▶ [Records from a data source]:
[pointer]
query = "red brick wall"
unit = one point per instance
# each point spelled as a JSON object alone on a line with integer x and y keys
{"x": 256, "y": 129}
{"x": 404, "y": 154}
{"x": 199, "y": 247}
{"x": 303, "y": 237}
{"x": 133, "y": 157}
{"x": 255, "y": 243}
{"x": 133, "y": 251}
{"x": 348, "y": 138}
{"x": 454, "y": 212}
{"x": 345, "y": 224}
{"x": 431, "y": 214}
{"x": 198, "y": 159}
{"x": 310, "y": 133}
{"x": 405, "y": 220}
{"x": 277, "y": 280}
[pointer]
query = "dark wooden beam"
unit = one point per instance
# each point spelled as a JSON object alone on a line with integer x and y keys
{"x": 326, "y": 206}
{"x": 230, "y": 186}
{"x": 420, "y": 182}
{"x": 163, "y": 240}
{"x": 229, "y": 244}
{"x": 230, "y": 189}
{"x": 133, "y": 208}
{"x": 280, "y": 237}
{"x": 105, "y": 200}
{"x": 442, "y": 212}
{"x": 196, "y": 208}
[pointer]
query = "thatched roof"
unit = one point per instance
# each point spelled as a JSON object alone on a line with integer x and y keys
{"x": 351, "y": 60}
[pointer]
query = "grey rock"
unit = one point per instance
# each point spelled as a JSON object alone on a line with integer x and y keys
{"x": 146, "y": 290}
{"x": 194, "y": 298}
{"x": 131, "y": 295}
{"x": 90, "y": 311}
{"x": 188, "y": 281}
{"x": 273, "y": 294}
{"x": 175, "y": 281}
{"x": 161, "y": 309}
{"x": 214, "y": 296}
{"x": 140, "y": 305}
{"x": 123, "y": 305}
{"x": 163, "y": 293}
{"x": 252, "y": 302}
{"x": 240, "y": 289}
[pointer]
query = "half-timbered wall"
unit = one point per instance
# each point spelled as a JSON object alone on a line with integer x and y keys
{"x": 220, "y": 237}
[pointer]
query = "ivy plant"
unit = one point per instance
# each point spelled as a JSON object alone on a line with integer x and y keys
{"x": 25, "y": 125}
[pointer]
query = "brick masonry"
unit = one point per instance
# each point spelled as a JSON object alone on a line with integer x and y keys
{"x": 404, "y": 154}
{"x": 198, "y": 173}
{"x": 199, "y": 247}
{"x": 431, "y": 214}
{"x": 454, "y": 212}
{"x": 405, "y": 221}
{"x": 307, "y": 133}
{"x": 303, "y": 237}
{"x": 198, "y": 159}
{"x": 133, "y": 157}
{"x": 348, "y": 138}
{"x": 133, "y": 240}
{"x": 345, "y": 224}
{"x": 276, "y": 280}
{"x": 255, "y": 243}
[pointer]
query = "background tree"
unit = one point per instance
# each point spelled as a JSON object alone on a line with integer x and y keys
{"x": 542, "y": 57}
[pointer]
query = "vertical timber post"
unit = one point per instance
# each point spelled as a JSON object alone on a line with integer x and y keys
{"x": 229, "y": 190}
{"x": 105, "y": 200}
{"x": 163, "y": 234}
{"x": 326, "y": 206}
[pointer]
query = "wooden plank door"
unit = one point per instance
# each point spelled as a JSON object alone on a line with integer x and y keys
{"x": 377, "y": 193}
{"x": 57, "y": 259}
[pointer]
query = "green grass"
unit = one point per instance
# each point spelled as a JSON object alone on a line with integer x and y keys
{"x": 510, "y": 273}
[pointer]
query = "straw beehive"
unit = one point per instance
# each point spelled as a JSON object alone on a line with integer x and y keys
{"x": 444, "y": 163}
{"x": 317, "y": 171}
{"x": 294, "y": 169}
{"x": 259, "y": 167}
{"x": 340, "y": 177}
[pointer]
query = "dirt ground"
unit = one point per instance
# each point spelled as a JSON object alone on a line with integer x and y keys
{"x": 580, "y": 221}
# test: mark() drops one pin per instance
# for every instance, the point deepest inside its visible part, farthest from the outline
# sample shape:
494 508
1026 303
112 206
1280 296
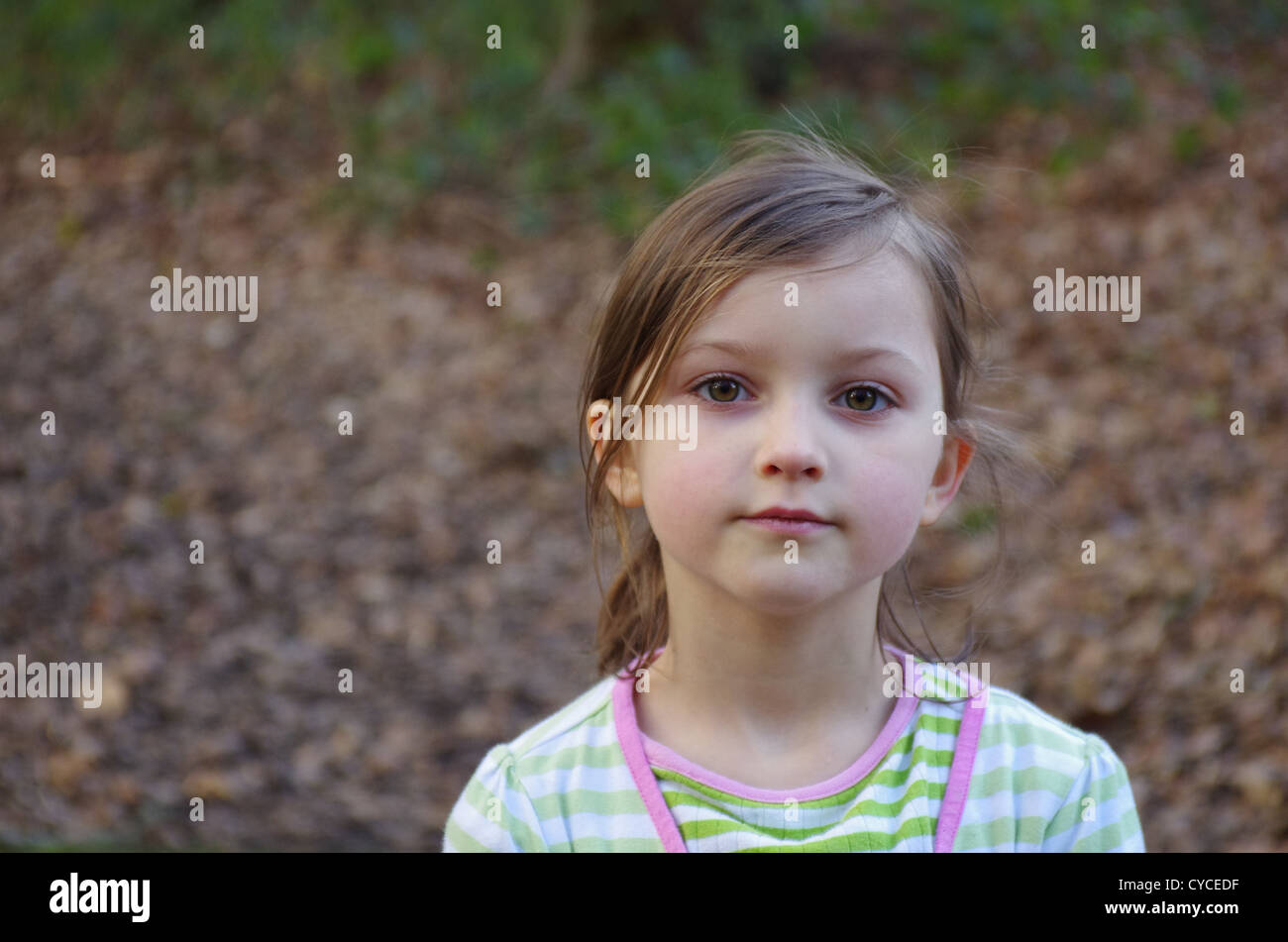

▶ [EXERCISE OBJECTIVE]: Count the lines of the data that contain the string "brick", and reply with that number alone.

▶ [RESULT OF THE EXERCISE]: 2